Start Supplied information

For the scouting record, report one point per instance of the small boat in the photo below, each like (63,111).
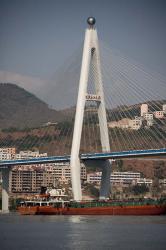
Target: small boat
(109,207)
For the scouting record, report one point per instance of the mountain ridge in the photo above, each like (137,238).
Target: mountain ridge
(20,108)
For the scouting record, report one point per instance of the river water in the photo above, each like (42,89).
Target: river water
(82,232)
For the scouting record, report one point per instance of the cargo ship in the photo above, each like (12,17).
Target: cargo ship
(47,206)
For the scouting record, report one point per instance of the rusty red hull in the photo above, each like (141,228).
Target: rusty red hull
(114,210)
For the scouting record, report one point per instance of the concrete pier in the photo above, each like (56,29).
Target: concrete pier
(5,190)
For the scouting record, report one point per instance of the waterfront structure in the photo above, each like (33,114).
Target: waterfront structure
(119,178)
(159,114)
(7,153)
(124,123)
(29,179)
(164,108)
(91,56)
(144,109)
(29,154)
(136,123)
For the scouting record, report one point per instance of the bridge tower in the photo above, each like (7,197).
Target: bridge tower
(90,56)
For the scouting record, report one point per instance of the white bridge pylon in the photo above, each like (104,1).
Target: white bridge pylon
(90,56)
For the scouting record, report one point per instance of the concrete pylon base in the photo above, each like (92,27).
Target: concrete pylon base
(105,179)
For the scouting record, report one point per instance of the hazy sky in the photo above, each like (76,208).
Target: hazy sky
(37,36)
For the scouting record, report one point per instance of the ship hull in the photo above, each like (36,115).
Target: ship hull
(114,210)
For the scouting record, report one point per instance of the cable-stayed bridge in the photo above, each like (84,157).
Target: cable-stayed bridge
(120,113)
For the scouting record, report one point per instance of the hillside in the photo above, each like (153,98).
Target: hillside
(19,108)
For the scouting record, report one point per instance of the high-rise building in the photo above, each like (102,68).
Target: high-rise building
(164,108)
(144,109)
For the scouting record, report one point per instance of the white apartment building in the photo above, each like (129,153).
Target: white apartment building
(123,123)
(5,157)
(29,154)
(119,178)
(136,123)
(144,109)
(29,179)
(164,108)
(7,153)
(159,114)
(6,150)
(148,116)
(144,181)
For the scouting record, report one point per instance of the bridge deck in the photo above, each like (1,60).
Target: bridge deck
(84,157)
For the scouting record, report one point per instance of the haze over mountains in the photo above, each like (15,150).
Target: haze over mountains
(19,108)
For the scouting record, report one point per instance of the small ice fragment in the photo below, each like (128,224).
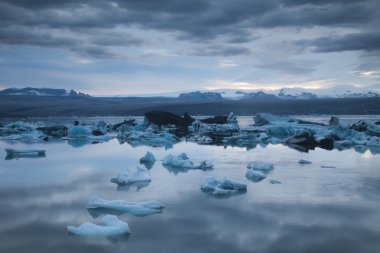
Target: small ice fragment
(206,165)
(181,161)
(148,158)
(302,161)
(255,175)
(79,132)
(134,208)
(15,154)
(260,166)
(128,177)
(328,167)
(223,187)
(112,227)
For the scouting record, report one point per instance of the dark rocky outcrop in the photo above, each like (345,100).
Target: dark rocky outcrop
(215,120)
(305,141)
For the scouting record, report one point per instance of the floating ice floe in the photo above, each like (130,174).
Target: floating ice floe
(148,137)
(79,132)
(180,161)
(302,161)
(205,165)
(130,177)
(260,166)
(148,158)
(97,205)
(225,187)
(15,154)
(111,227)
(257,171)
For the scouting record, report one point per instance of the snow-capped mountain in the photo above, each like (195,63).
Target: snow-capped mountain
(197,95)
(302,93)
(334,92)
(40,92)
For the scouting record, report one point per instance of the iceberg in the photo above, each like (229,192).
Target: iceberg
(255,175)
(15,154)
(139,209)
(181,161)
(257,171)
(302,161)
(137,185)
(231,119)
(112,227)
(260,166)
(128,177)
(222,188)
(78,132)
(273,181)
(206,165)
(148,158)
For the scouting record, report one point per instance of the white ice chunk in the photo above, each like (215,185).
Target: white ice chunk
(148,158)
(134,208)
(302,161)
(255,175)
(223,187)
(112,227)
(231,119)
(260,166)
(205,165)
(15,154)
(79,132)
(181,161)
(129,177)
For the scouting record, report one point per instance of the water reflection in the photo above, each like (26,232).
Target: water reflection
(314,209)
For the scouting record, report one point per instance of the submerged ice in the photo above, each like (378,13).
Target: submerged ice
(16,154)
(257,171)
(123,207)
(111,227)
(225,187)
(130,177)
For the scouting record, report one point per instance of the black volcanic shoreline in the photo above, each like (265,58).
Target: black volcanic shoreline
(44,106)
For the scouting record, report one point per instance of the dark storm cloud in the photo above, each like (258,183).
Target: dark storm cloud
(350,42)
(287,67)
(220,51)
(201,21)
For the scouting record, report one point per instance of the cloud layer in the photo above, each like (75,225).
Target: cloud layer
(268,36)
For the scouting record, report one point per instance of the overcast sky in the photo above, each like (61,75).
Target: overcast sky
(129,47)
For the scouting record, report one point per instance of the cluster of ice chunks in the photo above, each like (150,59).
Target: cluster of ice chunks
(268,128)
(113,227)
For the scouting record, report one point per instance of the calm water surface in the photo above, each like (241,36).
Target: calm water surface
(314,209)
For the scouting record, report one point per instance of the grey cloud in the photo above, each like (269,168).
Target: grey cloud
(350,42)
(200,21)
(287,67)
(220,51)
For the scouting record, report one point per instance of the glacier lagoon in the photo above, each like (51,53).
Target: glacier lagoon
(330,205)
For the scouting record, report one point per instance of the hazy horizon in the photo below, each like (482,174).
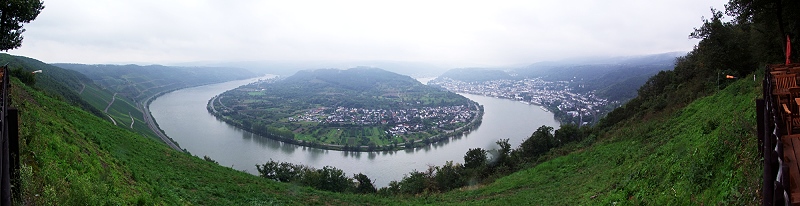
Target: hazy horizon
(442,34)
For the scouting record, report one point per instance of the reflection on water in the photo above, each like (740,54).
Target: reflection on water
(182,115)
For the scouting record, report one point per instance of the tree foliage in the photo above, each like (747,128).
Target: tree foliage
(13,14)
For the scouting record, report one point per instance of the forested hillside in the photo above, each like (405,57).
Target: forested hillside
(686,139)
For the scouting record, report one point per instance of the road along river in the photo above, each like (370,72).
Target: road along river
(183,116)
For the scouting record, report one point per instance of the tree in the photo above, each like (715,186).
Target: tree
(12,15)
(449,176)
(540,142)
(365,185)
(475,158)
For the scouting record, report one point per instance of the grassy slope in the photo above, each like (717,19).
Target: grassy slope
(71,157)
(705,153)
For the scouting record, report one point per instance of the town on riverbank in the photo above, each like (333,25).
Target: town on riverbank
(558,97)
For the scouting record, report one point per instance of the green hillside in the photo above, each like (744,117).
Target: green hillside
(358,109)
(704,153)
(71,157)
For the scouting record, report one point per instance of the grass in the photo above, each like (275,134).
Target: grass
(704,153)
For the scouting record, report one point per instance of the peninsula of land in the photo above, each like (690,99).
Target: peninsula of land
(359,109)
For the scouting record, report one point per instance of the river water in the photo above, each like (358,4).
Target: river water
(183,116)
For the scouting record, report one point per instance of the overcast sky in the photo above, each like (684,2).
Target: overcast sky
(455,33)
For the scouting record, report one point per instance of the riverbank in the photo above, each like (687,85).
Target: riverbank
(419,143)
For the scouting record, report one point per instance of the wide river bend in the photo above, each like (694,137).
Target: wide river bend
(183,117)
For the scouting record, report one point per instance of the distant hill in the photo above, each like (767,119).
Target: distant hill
(140,82)
(616,79)
(353,109)
(475,75)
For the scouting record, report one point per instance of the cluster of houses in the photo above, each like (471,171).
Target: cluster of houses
(531,91)
(404,120)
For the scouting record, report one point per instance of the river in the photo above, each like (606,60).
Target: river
(183,117)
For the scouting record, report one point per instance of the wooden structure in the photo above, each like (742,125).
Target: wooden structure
(779,134)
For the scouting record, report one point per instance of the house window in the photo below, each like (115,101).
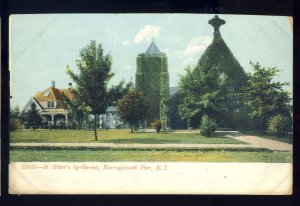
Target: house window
(50,104)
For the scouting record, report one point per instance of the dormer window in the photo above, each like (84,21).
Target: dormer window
(50,104)
(47,93)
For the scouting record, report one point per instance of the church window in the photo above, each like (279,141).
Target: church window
(47,93)
(50,104)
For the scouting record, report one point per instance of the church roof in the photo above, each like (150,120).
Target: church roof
(152,50)
(218,55)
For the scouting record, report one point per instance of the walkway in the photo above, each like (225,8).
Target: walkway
(253,142)
(260,142)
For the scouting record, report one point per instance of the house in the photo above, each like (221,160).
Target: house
(52,107)
(50,104)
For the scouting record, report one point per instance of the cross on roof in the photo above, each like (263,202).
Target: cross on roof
(216,22)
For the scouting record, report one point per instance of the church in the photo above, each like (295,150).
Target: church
(152,78)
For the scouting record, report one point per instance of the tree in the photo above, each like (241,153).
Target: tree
(208,126)
(132,108)
(280,124)
(175,120)
(164,115)
(14,113)
(95,73)
(15,121)
(157,125)
(263,96)
(33,118)
(203,92)
(115,93)
(78,111)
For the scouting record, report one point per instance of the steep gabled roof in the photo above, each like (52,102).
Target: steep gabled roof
(218,55)
(152,50)
(53,94)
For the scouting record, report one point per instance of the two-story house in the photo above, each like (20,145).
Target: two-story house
(51,104)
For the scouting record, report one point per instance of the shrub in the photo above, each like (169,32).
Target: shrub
(208,126)
(156,124)
(279,124)
(14,124)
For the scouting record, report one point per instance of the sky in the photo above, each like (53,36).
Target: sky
(42,45)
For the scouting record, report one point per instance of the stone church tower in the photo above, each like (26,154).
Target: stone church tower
(152,78)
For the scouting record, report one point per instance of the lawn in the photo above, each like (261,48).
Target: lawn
(288,138)
(116,136)
(108,155)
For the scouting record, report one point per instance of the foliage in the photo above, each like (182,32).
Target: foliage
(263,96)
(208,126)
(164,115)
(175,120)
(152,78)
(132,108)
(210,87)
(14,113)
(15,123)
(279,124)
(115,93)
(32,117)
(91,82)
(157,125)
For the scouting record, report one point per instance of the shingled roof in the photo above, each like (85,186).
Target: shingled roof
(54,94)
(152,50)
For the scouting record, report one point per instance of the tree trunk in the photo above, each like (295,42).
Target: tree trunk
(264,124)
(95,126)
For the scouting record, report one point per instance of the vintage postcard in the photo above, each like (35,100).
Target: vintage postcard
(151,104)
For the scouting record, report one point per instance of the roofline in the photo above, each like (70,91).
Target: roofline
(32,98)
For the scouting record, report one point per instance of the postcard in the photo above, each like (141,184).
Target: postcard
(151,104)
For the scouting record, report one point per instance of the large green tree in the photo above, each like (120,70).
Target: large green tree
(32,117)
(204,92)
(263,96)
(175,120)
(92,80)
(132,108)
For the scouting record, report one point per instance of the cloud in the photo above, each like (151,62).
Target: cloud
(167,51)
(146,33)
(196,46)
(126,43)
(128,67)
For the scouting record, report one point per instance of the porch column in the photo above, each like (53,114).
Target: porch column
(66,119)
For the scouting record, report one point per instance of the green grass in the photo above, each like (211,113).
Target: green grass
(214,155)
(288,138)
(115,136)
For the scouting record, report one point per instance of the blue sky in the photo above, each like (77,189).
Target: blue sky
(42,45)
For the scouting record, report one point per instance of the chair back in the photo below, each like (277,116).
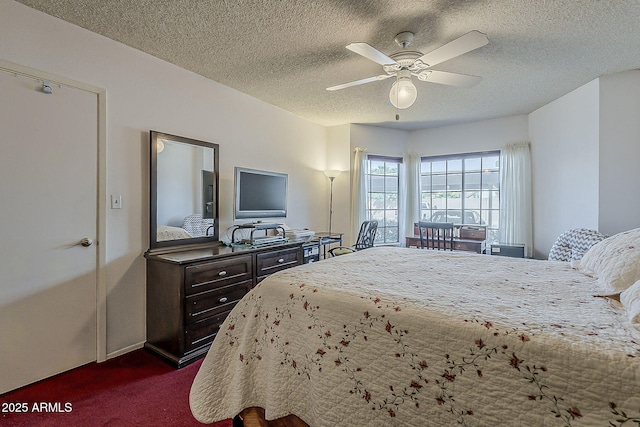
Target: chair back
(436,235)
(367,235)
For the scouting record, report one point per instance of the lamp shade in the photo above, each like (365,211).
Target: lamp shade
(332,173)
(403,93)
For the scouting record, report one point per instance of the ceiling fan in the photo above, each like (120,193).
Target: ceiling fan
(406,63)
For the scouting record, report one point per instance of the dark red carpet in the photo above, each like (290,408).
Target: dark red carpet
(136,389)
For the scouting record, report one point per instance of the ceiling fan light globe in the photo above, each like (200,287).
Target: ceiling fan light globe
(403,94)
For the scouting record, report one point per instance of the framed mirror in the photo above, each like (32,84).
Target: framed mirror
(184,191)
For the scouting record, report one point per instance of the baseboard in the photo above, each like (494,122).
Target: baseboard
(125,350)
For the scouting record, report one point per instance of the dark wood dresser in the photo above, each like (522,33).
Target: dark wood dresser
(191,292)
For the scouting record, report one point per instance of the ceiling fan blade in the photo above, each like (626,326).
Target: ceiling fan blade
(450,79)
(463,44)
(371,53)
(359,82)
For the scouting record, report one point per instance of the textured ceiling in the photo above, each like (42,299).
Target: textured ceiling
(286,52)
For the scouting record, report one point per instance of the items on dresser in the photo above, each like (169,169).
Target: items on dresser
(191,292)
(510,250)
(266,239)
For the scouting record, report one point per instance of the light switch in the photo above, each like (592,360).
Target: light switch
(116,201)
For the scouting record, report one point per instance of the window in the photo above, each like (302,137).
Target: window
(382,177)
(463,189)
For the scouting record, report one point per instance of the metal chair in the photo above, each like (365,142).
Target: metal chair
(436,235)
(366,236)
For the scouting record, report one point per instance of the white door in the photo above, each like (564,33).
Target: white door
(48,204)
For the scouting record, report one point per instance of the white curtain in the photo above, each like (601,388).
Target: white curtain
(359,193)
(516,225)
(410,182)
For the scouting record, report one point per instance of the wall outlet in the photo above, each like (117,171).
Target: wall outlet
(116,201)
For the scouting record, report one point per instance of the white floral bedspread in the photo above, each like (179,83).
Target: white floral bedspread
(407,337)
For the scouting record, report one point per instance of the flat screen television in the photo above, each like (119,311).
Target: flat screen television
(260,194)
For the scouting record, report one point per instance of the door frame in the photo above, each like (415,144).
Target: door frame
(101,191)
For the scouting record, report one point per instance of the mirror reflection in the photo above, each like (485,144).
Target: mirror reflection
(185,186)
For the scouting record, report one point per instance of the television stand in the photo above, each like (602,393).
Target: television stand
(254,227)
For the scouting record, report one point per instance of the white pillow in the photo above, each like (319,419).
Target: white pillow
(615,261)
(630,300)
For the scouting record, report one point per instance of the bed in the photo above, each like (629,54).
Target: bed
(407,337)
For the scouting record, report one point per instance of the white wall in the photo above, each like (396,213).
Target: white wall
(469,137)
(619,153)
(564,162)
(338,158)
(146,93)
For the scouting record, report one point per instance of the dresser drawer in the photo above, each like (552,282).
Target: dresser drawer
(215,301)
(270,262)
(202,333)
(210,275)
(469,245)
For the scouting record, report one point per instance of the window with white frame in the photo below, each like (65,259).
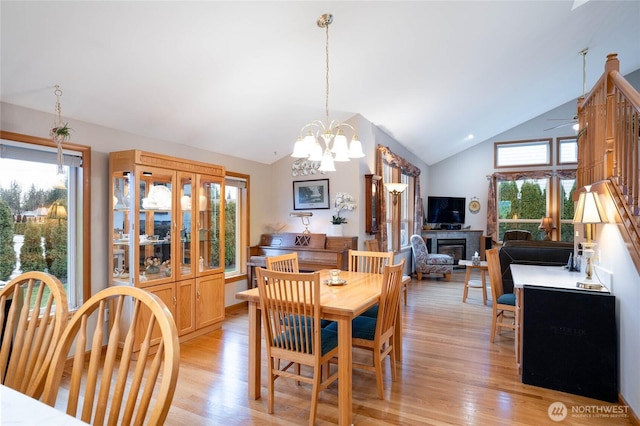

End Supplied information

● Problem description:
Count the lines in the rows above that contain the string "shingled", and give only the number.

● Output for this task:
2